What is expected is a word-for-word copy of all the entries.

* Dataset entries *
-*-

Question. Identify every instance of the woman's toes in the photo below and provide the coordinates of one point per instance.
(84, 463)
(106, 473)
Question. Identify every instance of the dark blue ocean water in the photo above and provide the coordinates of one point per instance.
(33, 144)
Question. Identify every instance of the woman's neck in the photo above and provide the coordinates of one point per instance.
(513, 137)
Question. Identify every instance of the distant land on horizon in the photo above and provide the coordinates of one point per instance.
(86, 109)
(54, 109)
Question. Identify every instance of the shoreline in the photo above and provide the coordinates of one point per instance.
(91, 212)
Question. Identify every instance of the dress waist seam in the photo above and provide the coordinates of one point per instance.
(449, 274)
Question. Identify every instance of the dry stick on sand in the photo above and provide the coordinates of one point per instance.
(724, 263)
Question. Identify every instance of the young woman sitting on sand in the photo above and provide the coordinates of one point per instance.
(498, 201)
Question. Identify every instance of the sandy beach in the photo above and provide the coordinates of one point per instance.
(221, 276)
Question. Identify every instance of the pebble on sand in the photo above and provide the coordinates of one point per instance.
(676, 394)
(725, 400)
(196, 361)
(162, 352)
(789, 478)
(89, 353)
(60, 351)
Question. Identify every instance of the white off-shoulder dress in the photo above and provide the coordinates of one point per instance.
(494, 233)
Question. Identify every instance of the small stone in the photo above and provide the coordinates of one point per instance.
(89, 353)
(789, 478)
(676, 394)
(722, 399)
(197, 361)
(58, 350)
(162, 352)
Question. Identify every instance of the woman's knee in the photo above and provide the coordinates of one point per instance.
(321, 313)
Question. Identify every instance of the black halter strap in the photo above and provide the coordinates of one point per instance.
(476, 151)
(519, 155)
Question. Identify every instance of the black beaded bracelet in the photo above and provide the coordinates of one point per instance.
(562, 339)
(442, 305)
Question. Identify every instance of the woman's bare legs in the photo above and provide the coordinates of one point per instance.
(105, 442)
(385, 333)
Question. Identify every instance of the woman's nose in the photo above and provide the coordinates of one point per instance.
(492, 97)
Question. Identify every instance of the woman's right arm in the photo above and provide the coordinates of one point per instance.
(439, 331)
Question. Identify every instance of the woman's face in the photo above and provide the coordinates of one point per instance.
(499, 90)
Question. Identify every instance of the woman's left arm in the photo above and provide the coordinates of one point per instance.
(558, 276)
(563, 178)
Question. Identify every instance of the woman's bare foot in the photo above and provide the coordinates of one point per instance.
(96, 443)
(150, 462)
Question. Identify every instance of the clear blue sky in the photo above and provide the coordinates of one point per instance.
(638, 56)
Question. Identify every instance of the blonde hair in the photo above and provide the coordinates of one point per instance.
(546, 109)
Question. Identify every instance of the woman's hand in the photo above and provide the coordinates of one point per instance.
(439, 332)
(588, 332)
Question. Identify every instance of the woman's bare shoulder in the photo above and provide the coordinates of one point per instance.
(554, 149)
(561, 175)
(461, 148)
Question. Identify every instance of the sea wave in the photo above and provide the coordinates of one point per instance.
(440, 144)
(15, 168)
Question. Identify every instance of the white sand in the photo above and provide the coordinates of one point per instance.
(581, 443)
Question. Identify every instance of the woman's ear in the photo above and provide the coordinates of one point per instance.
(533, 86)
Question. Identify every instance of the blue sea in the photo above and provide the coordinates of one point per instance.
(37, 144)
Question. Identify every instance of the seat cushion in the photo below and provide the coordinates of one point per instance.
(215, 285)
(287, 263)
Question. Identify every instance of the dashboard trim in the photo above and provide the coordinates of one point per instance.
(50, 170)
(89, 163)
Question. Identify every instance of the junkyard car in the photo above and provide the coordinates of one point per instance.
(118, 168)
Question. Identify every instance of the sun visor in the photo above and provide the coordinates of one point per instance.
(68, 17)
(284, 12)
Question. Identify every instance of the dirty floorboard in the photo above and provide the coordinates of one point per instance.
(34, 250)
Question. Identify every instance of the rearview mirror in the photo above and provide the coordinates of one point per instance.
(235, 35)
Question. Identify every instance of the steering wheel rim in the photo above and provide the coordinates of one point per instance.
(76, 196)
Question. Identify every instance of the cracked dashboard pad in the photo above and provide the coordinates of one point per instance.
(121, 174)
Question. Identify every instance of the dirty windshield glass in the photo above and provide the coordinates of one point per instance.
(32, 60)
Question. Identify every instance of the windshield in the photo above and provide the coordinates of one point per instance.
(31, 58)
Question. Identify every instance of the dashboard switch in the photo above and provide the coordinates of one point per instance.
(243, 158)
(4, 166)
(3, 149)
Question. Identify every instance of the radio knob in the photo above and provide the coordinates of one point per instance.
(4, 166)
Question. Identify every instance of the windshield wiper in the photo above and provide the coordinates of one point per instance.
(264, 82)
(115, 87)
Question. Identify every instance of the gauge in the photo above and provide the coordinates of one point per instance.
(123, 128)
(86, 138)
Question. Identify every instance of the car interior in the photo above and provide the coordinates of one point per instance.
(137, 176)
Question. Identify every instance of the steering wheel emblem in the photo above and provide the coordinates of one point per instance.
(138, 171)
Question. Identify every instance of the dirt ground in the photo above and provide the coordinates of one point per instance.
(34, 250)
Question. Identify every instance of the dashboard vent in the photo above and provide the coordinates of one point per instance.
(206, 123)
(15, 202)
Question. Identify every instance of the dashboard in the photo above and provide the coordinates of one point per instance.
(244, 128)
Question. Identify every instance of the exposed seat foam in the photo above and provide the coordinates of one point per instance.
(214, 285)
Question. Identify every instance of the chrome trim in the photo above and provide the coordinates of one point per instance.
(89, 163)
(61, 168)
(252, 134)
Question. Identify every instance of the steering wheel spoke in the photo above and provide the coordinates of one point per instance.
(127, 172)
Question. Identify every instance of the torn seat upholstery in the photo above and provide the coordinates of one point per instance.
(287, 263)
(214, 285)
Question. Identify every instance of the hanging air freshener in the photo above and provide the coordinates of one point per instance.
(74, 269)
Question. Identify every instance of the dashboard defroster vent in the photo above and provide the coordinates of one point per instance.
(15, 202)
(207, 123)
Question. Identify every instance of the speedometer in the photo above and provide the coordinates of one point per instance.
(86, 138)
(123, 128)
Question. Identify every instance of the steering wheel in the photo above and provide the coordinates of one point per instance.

-*-

* Worked solution *
Question. Identify every instance of the woman's toes in the photo below and provide the coordinates of one point per instance.
(84, 463)
(106, 473)
Question. Identify every instance of the dark blue ocean water in the photo above and provide the coordinates of one point per instance.
(33, 144)
Question. Identify every instance of the woman's neck in the photo above and provide the coordinates of one point per instance.
(513, 137)
Question. Identify every instance of the distant land on horizon in the photo above and provide the coordinates of one point per instance.
(86, 109)
(54, 109)
Question. Identify every instance of the shoreline in the photo above and provide the coordinates of one point per instance.
(91, 212)
Question. Identify every instance of the dress waist seam in the photo above and provide the coordinates of one point per instance.
(449, 274)
Question. Identify every instance of the dry stick on sand in the photo above and provide the coordinates of one point per instance.
(724, 263)
Question. Identify every instance of the young woman sitting on sand in the photo above and provide the coordinates of one point per instance.
(498, 201)
Question. Identify every instance of the sandy beach in the photo above and provide the coordinates of one point per instance.
(221, 276)
Question. Identify every instance of the pebble on sand in the photo above and provide the coordinates of one point per instance.
(676, 394)
(725, 400)
(196, 361)
(162, 352)
(789, 478)
(89, 353)
(60, 351)
Question. Identify every instance of the white off-shoulder dress in the photo above and provide the coordinates of one point per instance.
(494, 233)
Question. Identify every instance of the small stone in the photo above and provide the coordinates of one point per instance.
(89, 353)
(789, 478)
(676, 394)
(722, 399)
(197, 361)
(58, 350)
(162, 352)
Question. Identify every instance of the woman's knee in the photo above and provide the coordinates of one point per instance.
(321, 313)
Question. Identify every instance of the black halter strap in the photo above and provide the coordinates of one point per instance.
(476, 151)
(519, 155)
Question. Identify every instance of the black beaded bracelet in the photo above and provide the coordinates of one point per instance.
(562, 339)
(442, 305)
Question. Identify every instance of the woman's bare legs in the photo above and provide the coordinates of one point per instance.
(105, 442)
(385, 333)
Question. Identify every instance of the woman's nose in the photo above and provide the coordinates of one point per instance.
(492, 97)
Question. Identify every instance of the woman's right arm in the photo above and provide the coordinates of one point per instance.
(439, 331)
Question. Identify every instance of the woman's face in the photo above and provide the coordinates of one point per instance.
(499, 90)
Question. Identify every instance of the woman's left arm in the photo above and provide the coordinates of one point per instance.
(558, 276)
(563, 178)
Question. Identify every instance of the woman's bare foot in the photo above and provide the coordinates of one point per instance.
(96, 443)
(150, 462)
Question. Identify every instance of the clear blue sky in the photo above and provide the coordinates of one point per instance.
(638, 56)
Question. Identify every instance of the blonde hair in the photo above and provide the coordinates of one point per instance.
(546, 109)
Question. Identify every instance of the woman's hand in the photo above and provide the coordinates of one point per instance.
(439, 332)
(588, 332)
Question. Identify every instance of the woman's bare shoulder in the photo above and provide the coordinates of one point per instance.
(554, 149)
(561, 175)
(461, 148)
Question. Identify every instance of the sea wave in the photo above and provide the coordinates of one point per instance.
(440, 144)
(15, 168)
Question. Identify every instance of the white sand in the photo above and provide the coordinates of one point per instance.
(581, 443)
Question. Identify every instance of the woman's ear in the photo above and provide the coordinates of one point per instance.
(533, 86)
Question. Identify every instance of the blue sea in the photo above and provide the coordinates of one point per instance.
(37, 144)
Question. Identify every instance of the seat cushion in the photo below and provide the coordinates of one point per instance.
(215, 285)
(287, 263)
Question. Identify every instance of the dashboard trim in the photo above and provide the coordinates of one point per instance.
(50, 170)
(89, 163)
Question. Identify every instance of the junkyard car in the photo above and provide the coordinates of one point per instance.
(118, 168)
Question. Identify every instance of the sun visor in the photo above and provide the coordinates of one point per instance.
(68, 17)
(284, 12)
Question. Identify every instance of the dirty floorboard in the photo above and provide the coordinates of one point per instance.
(34, 250)
Question. Identify every instance of the rearview mirror in the photo above and provide the coordinates of one point per instance.
(235, 35)
Question. Identify every instance of the steering wheel rim in the photo above and provide the coordinates of one point per instance.
(76, 196)
Question. Identify every instance of the cracked dashboard pad in the photo above and provide the coordinates of one point per instance.
(121, 174)
Question. Identify every instance of the dirty windshield glass in the photo above and provide the coordinates of one point per instance.
(32, 60)
Question. Identify every instance of the windshield in the photo above and provide the coordinates of one point per instance.
(31, 58)
Question. Identify every instance of the dashboard switch in the photo above and provide the coordinates of one point per instance.
(243, 158)
(4, 166)
(3, 149)
Question. Identify every instance of the radio knob in the photo above and provide the coordinates of one point per instance.
(4, 166)
Question. Identify every instance of the windshield wiper in the photo above and provide the coordinates of one point per instance.
(264, 82)
(115, 87)
Question. Identify every instance of the gauge in the photo above and provide the coordinates of one point per instance.
(123, 128)
(86, 138)
Question. Identify every instance of the car interior in the photo above and provide the coordinates of one point per instance.
(137, 176)
Question. Identify every instance of the steering wheel emblem in the photo above and provide the coordinates of one point per instance.
(138, 171)
Question. Identify every instance of the dirt ground in the photo above and provide the coordinates of one point per instance.
(34, 250)
Question. Identify every instance of the dashboard vent in the photo above and provide the coordinates of one point per instance.
(206, 123)
(15, 202)
Question. Identify every instance of the dashboard in the photo above and provide the coordinates of one point per instance.
(244, 128)
Question. Identify every instance of the exposed seat foam in the photo above and provide the coordinates of one point per instance.
(214, 285)
Question. Identify every instance of the chrome trim in the photo above and provide the coordinates of one point per instance.
(89, 163)
(61, 168)
(252, 134)
Question. Identify every instance of the steering wheel spoke in the photo above and provide the coordinates of one point per instance.
(127, 172)
Question. Identify every instance of the torn seat upholstery in the photo above and provide the coordinates of one point per instance.
(287, 263)
(214, 285)
Question. Identify every instance of the hanging air freshener in the photo above and provide the coordinates of one point per instance.
(74, 269)
Question. Identify every instance of the dashboard defroster vent in the photo above and provide the coordinates of one point per instance.
(15, 202)
(207, 123)
Question. Identify every instance of the speedometer in the photo above and provide the coordinates of one point per instance.
(86, 138)
(123, 128)
Question. Identify every instance of the steering wheel in the photo above and provide the coordinates of one point per instance.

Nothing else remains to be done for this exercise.